=== Prompt ===
Copy out the lines exactly as they appear, from the start of the lines through the line holding "target: camouflage uniform pants", inclusive.
************
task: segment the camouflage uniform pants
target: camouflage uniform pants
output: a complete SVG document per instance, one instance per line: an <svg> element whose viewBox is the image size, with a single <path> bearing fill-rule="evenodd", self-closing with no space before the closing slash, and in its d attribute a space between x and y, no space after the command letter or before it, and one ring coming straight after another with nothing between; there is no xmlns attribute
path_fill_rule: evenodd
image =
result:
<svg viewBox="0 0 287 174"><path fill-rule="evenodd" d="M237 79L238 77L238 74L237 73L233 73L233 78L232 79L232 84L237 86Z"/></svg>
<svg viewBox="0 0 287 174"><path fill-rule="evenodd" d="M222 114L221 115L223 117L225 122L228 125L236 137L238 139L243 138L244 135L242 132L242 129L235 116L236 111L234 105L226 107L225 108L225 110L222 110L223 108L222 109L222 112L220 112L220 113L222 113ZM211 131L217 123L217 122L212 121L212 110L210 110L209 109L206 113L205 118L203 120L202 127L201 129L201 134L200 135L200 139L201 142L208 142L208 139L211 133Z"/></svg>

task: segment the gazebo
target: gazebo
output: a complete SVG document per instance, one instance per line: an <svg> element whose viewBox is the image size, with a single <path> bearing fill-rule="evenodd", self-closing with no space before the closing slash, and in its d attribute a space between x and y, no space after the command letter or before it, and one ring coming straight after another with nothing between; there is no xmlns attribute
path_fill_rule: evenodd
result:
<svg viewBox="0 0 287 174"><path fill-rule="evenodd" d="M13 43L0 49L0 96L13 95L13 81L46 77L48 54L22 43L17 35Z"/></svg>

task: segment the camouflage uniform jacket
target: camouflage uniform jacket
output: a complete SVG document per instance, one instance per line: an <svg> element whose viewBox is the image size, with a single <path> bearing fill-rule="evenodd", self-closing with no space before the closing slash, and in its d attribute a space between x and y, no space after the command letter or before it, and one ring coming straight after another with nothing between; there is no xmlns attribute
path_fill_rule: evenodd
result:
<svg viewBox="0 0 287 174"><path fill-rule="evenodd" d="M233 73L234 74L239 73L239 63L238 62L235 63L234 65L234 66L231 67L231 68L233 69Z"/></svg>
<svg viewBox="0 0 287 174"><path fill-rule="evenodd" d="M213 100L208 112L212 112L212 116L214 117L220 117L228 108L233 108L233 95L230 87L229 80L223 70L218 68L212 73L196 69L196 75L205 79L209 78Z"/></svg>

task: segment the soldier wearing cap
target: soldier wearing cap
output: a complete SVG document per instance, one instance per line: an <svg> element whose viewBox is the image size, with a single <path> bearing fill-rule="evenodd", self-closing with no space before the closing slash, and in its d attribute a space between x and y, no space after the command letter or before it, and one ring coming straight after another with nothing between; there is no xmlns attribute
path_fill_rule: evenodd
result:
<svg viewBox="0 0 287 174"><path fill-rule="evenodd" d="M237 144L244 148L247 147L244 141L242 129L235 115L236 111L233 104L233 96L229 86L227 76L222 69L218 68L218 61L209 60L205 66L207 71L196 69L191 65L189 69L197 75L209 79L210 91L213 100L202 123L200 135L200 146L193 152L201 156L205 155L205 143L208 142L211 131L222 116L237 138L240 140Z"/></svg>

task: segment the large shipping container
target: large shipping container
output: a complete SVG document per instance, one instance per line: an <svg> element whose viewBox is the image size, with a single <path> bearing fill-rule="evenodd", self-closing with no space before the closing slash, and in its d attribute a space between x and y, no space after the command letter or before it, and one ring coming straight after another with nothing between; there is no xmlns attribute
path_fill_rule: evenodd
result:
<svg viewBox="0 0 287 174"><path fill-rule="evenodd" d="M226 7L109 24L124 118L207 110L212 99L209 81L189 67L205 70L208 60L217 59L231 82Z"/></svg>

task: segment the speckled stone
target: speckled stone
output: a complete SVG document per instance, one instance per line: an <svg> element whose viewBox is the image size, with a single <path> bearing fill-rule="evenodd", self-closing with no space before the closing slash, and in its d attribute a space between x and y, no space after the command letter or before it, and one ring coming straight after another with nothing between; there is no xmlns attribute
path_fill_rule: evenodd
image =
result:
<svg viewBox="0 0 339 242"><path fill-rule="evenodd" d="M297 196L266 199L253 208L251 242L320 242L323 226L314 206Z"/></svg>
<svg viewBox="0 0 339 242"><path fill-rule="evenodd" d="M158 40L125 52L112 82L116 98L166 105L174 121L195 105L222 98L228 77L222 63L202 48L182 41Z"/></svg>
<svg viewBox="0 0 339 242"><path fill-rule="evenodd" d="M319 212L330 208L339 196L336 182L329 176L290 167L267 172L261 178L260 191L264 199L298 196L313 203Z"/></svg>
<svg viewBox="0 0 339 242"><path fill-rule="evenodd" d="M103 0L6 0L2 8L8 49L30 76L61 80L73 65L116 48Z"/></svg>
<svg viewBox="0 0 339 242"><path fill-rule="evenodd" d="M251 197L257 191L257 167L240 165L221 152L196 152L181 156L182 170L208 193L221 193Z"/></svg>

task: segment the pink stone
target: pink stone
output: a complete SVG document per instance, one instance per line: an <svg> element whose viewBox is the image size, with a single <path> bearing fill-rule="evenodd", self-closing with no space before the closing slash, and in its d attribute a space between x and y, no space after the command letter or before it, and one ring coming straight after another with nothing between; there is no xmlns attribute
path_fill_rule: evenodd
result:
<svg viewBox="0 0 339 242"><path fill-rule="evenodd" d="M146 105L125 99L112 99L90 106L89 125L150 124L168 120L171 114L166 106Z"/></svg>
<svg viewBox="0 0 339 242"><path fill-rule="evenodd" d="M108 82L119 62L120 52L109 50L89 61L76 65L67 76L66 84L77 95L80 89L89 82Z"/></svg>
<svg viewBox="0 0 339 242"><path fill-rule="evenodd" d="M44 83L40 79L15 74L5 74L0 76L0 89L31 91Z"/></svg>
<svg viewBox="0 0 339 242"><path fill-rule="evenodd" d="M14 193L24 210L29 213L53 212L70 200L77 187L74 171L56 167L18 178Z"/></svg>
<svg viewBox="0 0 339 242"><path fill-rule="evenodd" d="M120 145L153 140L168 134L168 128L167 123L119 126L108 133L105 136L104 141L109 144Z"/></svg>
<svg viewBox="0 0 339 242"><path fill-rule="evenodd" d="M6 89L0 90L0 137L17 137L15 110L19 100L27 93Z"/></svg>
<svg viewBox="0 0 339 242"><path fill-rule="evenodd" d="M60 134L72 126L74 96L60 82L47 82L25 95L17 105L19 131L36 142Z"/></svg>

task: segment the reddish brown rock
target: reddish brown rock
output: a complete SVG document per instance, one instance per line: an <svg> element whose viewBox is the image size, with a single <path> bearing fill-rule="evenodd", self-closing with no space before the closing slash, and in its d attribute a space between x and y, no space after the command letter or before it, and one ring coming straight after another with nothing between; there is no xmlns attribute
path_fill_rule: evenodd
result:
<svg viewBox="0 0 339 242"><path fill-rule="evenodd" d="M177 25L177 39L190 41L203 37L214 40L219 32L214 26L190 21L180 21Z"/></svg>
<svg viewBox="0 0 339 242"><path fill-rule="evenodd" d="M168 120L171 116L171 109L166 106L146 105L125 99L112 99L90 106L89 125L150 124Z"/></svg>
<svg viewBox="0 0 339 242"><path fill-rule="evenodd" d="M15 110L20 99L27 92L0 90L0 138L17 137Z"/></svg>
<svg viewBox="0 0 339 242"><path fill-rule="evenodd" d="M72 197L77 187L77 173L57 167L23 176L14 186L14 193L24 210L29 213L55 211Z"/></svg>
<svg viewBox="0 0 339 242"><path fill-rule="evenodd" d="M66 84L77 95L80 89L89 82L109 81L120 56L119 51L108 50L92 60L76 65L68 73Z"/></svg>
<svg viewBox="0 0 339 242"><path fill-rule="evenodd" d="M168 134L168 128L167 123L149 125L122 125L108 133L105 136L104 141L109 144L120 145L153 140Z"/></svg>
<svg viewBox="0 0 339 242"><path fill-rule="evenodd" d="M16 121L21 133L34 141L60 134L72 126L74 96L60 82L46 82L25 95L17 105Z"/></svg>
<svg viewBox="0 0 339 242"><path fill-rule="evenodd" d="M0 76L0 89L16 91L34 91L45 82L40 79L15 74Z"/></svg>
************
=== Response below ===
task: segment the camouflage uniform pants
target: camouflage uniform pants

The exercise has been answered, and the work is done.